Records
============

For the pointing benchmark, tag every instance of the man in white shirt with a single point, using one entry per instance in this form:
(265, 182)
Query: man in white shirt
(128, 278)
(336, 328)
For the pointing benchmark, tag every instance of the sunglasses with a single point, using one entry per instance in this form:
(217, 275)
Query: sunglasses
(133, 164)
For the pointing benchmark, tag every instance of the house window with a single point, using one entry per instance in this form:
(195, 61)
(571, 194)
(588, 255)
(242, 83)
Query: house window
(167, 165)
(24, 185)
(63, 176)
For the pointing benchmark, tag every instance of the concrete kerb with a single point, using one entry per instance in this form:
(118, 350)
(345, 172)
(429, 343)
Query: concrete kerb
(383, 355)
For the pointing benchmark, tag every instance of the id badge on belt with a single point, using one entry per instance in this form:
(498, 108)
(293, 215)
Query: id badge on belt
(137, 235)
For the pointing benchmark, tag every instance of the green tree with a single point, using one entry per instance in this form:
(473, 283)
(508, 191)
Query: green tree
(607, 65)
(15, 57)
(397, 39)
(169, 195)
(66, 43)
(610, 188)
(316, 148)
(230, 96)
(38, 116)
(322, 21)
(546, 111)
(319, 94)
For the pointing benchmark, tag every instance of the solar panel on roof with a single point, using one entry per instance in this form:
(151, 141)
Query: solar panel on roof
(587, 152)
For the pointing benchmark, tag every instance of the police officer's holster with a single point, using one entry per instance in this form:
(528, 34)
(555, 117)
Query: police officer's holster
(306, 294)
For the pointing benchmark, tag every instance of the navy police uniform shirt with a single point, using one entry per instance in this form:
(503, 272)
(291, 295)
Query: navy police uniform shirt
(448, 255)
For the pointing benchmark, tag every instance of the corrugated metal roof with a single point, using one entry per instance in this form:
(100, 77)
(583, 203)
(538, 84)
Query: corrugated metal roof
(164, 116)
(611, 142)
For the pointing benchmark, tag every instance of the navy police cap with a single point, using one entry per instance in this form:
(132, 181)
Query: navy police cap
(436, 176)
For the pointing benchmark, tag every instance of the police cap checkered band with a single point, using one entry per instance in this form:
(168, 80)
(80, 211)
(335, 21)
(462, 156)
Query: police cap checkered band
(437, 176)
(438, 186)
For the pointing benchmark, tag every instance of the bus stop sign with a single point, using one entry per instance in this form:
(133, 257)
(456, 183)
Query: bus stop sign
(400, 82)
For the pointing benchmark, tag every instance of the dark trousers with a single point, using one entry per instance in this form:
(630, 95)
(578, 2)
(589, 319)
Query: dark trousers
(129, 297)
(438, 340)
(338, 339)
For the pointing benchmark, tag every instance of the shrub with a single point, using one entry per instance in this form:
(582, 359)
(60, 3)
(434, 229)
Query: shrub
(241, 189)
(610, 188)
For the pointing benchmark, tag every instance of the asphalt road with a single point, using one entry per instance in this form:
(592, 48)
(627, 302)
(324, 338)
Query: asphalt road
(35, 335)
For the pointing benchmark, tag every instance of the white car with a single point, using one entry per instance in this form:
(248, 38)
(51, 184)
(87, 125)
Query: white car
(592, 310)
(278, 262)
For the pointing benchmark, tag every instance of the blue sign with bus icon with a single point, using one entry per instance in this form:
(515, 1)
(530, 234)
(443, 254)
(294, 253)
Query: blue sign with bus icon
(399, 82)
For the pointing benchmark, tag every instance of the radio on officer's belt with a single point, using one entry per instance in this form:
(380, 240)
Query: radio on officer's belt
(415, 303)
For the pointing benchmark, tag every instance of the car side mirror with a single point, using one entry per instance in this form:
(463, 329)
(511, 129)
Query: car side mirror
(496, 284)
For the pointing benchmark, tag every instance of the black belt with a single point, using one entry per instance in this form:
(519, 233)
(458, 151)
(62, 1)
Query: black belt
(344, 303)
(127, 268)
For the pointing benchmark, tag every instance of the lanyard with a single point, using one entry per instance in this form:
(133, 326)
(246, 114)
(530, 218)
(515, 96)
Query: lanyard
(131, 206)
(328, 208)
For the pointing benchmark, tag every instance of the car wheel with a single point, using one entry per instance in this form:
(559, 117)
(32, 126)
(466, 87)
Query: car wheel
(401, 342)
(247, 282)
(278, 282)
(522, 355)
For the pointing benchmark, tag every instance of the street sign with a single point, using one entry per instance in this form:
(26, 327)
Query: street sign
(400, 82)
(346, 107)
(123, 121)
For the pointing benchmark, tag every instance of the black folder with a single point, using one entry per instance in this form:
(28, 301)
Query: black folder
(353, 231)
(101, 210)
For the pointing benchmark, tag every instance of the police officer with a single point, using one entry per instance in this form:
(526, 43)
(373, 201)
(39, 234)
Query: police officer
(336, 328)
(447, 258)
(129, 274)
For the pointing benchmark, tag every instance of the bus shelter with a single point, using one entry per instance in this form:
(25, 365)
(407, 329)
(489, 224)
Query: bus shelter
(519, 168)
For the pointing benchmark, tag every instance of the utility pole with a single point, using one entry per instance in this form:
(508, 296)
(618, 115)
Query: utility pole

============

WHAT IS REQUIRED — Reproduce exactly the line containing "For the pointing benchmark, tag every instance of the car wheel" and every line after it through the end of the records above, and nothing else.

EXERCISE SOLUTION —
For the pointing benchmark, tag every instance of the car wheel with a single point, using one entry per instance in this form:
(559, 117)
(32, 126)
(466, 87)
Query: car wheel
(401, 342)
(247, 282)
(278, 282)
(522, 355)
For the pointing benchmark, tag every instance of the street sign with a single point, using one entry per instance in this form:
(26, 327)
Query: street sign
(400, 82)
(346, 107)
(123, 121)
For the pointing benchmark, tag every instance of the black folder with a single point, using one entry per instance in this form:
(28, 301)
Query: black folder
(353, 231)
(101, 210)
For the pointing benchmark, tag every instance of the police officer with a single point, using one entry per instance in this form:
(526, 43)
(373, 201)
(39, 234)
Query: police officer
(336, 328)
(447, 258)
(129, 274)
For the pointing benchmark, tag every instance of the bus shelter with a single point, using one entry per instance in this form:
(25, 365)
(407, 329)
(489, 224)
Query: bus shelter
(519, 168)
For the pointing benchmark, tag every instance of the utility pole with a single point, using one entry per instance in this form:
(508, 296)
(618, 115)
Query: utility pole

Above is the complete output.